◆ **Stated task**:
Output all records precisely as written.

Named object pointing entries
-=-=-
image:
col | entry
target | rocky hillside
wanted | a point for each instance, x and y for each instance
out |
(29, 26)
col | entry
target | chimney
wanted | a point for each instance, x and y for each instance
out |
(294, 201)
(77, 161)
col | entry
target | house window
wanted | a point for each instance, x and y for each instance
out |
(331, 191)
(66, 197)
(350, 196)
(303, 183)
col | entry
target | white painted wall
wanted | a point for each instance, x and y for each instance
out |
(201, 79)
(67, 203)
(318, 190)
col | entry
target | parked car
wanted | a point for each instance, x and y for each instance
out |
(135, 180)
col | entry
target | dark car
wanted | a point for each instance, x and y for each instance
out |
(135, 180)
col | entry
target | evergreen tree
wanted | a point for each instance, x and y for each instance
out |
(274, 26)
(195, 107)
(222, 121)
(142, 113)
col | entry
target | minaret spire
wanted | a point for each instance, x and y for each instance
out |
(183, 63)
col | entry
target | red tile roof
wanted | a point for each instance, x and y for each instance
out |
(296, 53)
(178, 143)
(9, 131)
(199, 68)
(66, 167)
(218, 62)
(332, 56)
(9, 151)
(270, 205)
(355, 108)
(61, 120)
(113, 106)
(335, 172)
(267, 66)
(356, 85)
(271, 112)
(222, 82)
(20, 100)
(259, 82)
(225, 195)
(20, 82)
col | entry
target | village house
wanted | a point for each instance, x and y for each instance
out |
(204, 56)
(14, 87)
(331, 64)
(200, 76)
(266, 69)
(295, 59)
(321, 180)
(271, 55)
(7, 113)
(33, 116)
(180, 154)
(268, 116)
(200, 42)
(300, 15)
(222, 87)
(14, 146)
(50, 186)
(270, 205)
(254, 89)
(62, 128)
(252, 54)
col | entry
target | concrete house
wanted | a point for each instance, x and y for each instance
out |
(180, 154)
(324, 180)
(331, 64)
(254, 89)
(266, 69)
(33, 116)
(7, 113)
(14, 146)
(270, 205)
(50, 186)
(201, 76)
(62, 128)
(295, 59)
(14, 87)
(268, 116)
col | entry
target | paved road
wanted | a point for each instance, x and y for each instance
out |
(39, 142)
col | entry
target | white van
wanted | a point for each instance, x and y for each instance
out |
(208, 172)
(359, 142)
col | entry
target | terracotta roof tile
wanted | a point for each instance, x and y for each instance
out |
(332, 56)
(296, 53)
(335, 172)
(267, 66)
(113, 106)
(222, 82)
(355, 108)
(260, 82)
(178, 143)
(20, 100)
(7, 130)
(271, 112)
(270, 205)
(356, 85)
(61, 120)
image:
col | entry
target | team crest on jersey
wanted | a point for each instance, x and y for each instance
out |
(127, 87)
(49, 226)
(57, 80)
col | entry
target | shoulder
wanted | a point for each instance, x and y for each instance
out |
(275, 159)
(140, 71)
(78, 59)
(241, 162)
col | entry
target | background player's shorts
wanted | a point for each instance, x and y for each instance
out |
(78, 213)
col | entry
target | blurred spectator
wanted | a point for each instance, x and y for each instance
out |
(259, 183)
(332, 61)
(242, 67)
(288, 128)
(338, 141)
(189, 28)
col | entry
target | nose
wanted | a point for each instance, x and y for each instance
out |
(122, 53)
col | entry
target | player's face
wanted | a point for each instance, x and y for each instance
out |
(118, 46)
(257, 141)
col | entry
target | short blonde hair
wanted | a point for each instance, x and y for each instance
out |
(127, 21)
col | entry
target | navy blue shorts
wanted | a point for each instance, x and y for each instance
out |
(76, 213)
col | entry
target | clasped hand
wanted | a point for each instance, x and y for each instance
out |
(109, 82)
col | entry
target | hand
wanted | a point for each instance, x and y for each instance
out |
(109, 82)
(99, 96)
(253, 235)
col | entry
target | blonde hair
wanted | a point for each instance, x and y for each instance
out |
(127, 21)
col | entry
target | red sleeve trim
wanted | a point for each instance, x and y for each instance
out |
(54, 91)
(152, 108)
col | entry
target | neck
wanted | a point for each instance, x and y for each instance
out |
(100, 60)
-=-=-
◆ **Exercise answer**:
image:
col | entry
target | rocky hillside
wanted | a point for each instance, x and y for each instance
out |
(29, 26)
col | entry
target | chimney
wanted | a point for each instance, x and y for each instance
out |
(294, 201)
(77, 161)
col | entry
target | house window
wanted | a point for each instance, x and y for each instance
out |
(331, 191)
(66, 197)
(350, 196)
(303, 183)
col | entry
target | white painted wall
wanted | a point for each instance, x and y for each instance
out |
(201, 79)
(67, 203)
(318, 190)
col | entry
target | parked car
wanted | a point for each instance, x and y for each instance
out |
(135, 180)
col | entry
target | dark car
wanted | a point for each instance, x and y for each instance
out |
(135, 180)
col | entry
target | evergreen tree
wanted | a point for each instance, x and y for each instance
out |
(274, 26)
(195, 107)
(222, 121)
(142, 113)
col | entry
target | minaret spire
wanted | a point for each instance, x and y for each instance
out |
(183, 63)
col | entry
target | red tile roof
wanted | a point for each instance, x and y for each instance
out |
(296, 53)
(178, 143)
(9, 131)
(199, 68)
(66, 167)
(218, 62)
(332, 56)
(9, 151)
(270, 205)
(355, 108)
(61, 120)
(113, 106)
(335, 172)
(267, 66)
(356, 85)
(271, 112)
(222, 82)
(20, 100)
(259, 82)
(225, 195)
(20, 82)
col | entry
target | village house
wanted | a point for each instance, x and y for each instance
out |
(204, 56)
(14, 87)
(331, 64)
(200, 76)
(266, 69)
(295, 59)
(321, 180)
(271, 55)
(7, 113)
(33, 116)
(180, 154)
(268, 116)
(200, 42)
(300, 15)
(222, 87)
(14, 146)
(50, 186)
(270, 205)
(254, 89)
(62, 128)
(252, 54)
col | entry
target | concrete house
wanted | a point for each instance, x and y for each instance
out |
(180, 154)
(324, 180)
(331, 64)
(254, 89)
(266, 69)
(33, 116)
(7, 113)
(14, 146)
(270, 205)
(50, 186)
(201, 76)
(62, 128)
(295, 59)
(14, 87)
(268, 116)
col | entry
target | paved road
wanted | a point for each instance, x and y for each instance
out |
(39, 142)
col | entry
target | white van
wanted | a point for each instance, x and y for each instance
out |
(208, 172)
(359, 142)
col | entry
target | terracotta roof tile
wanted | a point for each instance, x and y for each instance
out |
(332, 56)
(296, 53)
(335, 172)
(267, 66)
(113, 106)
(222, 82)
(355, 108)
(260, 82)
(178, 143)
(20, 100)
(7, 130)
(271, 112)
(270, 205)
(356, 85)
(61, 120)
image:
col | entry
target | team crest on jersey
wanted | a point for each instance, x and y for each instance
out |
(127, 87)
(49, 226)
(57, 80)
col | entry
target | shoulder
wanted | a point for each instance, x and y for each instance
out |
(275, 159)
(140, 71)
(78, 59)
(241, 162)
col | entry
target | background player's shorts
wanted | a point for each instance, x and y for each instance
out |
(78, 213)
col | entry
target | blurred spectator
wanted | a point for each instance, x and y for each instance
out |
(259, 183)
(332, 61)
(242, 67)
(288, 128)
(338, 141)
(189, 28)
col | entry
target | nose
wanted | a point for each instance, x and y for each instance
out |
(122, 53)
col | entry
target | player's face
wanted | a point for each instance, x and y for each instance
out |
(118, 46)
(257, 141)
col | entry
target | short blonde hair
wanted | a point for each instance, x and y for each instance
out |
(127, 21)
col | entry
target | navy blue shorts
wanted | a point for each instance, x and y for each instance
out |
(76, 213)
col | entry
target | clasped hand
wanted | a point for each instance, x and y for each instance
out |
(109, 82)
col | entry
target | hand
wanted | a point for each instance, x and y for each instance
out |
(109, 82)
(99, 96)
(253, 235)
col | entry
target | blonde hair
wanted | a point for each instance, x and y for each instance
out |
(127, 21)
col | entry
target | red sleeve trim
wanted | a point for each instance, x and y for each instance
out |
(54, 91)
(152, 108)
col | entry
target | neck
wanted | a point for each instance, x and y for each instance
out |
(100, 60)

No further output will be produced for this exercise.